-- BEGIN EXERCISE MATERIALS --

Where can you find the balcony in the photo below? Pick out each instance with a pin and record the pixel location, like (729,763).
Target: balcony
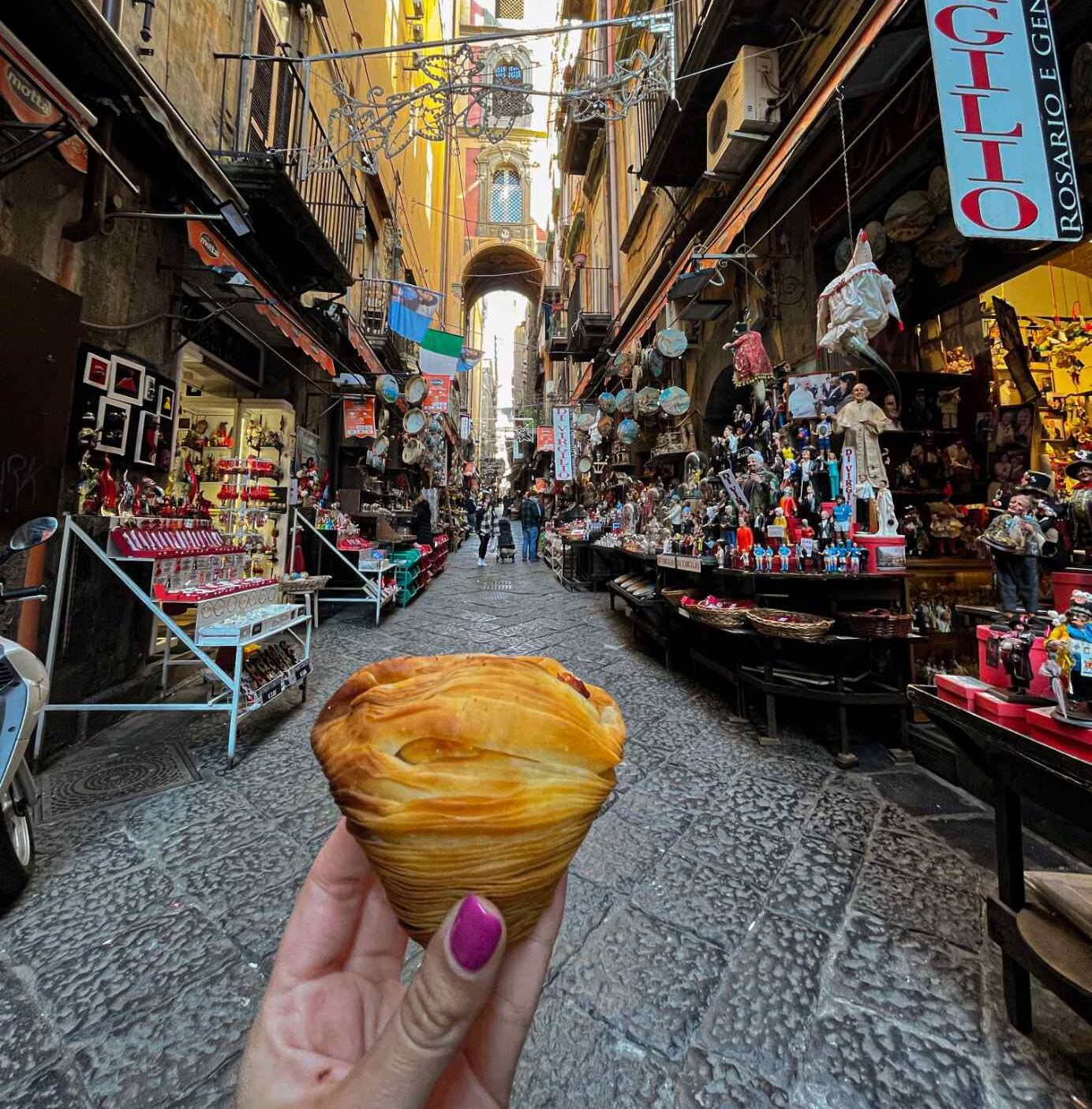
(374,320)
(590,313)
(709,33)
(303,205)
(557,333)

-- END EXERCISE MATERIALS --

TASK →
Rewrite the material above line for line, requests included, and shift each pin coordinate in the answers by adding 149 to both of its numbers. Leave the numbers in the requests and their format samples unchanged, and leave the pictures out.

RESPONSE TO THIS EXERCISE →
Where can you find the balcony in the photo below? Pick out each instance with a pin and record the pixel location, like (729,763).
Target: balcony
(523,469)
(739,462)
(858,182)
(452,354)
(706,482)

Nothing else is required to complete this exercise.